Work required:
Reproduce everything from the line containing "Target: white flower" down to the end of the entries below, character for character, omitting the pictures.

Records supplied:
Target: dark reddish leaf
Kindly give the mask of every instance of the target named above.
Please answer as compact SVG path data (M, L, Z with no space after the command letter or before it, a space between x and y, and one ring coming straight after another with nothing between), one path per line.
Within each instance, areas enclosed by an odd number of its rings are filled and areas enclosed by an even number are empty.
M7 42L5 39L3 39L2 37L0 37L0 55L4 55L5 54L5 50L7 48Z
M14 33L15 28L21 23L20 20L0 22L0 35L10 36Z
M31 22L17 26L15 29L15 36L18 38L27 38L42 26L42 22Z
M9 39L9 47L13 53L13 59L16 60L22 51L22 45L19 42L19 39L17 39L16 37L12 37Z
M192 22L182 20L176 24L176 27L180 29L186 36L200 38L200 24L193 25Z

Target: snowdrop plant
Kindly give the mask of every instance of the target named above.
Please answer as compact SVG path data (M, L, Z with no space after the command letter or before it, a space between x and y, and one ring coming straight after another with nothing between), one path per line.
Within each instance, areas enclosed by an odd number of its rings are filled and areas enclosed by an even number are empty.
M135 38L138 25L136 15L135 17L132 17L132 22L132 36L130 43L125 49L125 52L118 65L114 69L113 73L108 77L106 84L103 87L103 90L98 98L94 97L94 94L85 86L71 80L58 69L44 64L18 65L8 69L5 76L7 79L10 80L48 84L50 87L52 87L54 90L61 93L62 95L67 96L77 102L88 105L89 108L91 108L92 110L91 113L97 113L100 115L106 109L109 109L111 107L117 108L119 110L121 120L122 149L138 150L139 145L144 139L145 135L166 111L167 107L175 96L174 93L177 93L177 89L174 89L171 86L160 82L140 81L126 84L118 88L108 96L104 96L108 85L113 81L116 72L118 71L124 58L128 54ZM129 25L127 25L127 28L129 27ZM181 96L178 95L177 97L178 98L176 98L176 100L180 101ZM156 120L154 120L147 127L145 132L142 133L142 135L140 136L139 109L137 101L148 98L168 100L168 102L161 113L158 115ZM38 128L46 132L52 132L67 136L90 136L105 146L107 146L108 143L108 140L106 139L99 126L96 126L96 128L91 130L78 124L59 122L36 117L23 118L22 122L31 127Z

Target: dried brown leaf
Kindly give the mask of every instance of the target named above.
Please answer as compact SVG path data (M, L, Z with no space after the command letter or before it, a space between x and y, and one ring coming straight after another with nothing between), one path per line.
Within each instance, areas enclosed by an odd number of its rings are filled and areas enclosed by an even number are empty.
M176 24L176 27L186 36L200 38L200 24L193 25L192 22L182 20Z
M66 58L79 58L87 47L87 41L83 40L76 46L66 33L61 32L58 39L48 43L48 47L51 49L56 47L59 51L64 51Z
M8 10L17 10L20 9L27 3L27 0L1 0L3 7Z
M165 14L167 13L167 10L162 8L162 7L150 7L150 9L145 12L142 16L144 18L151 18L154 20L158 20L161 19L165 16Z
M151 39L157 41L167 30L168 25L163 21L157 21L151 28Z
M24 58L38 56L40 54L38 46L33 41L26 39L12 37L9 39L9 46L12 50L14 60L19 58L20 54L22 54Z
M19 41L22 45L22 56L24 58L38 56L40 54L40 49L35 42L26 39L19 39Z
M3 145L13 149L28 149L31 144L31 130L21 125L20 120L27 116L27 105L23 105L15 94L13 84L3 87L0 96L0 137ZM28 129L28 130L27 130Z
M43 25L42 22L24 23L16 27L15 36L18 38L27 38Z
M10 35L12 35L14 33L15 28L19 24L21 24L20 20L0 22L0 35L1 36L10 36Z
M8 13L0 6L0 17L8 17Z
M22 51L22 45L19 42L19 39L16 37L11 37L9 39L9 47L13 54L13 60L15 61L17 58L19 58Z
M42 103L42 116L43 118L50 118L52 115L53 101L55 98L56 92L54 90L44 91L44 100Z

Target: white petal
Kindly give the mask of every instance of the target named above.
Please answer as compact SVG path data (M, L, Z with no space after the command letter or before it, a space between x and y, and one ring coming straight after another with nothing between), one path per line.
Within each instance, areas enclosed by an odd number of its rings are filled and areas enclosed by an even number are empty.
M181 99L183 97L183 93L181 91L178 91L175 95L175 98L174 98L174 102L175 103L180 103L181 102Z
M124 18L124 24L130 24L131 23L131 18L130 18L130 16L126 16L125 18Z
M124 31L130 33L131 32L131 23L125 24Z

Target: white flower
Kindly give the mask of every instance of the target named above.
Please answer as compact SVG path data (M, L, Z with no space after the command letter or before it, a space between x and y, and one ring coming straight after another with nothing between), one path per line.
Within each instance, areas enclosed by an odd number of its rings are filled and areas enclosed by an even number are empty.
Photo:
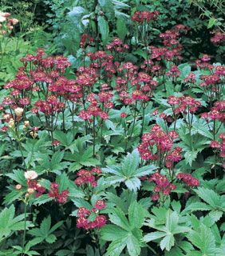
M24 173L24 176L26 179L35 179L38 175L35 170L27 170Z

Result:
Target: white flower
Kindly give the mask of every instance of the target named above.
Please answer as compact SVG path data (M, L, Z with no space after the command letter or before it, a space between x and y, and one ring coming straight after another with nothing between), one path per line.
Within each instance, areas enclosed by an odd number of its rings are filled and areas enclosed by an even number are empty.
Photo:
M24 173L24 176L26 179L35 179L38 175L35 170L27 170Z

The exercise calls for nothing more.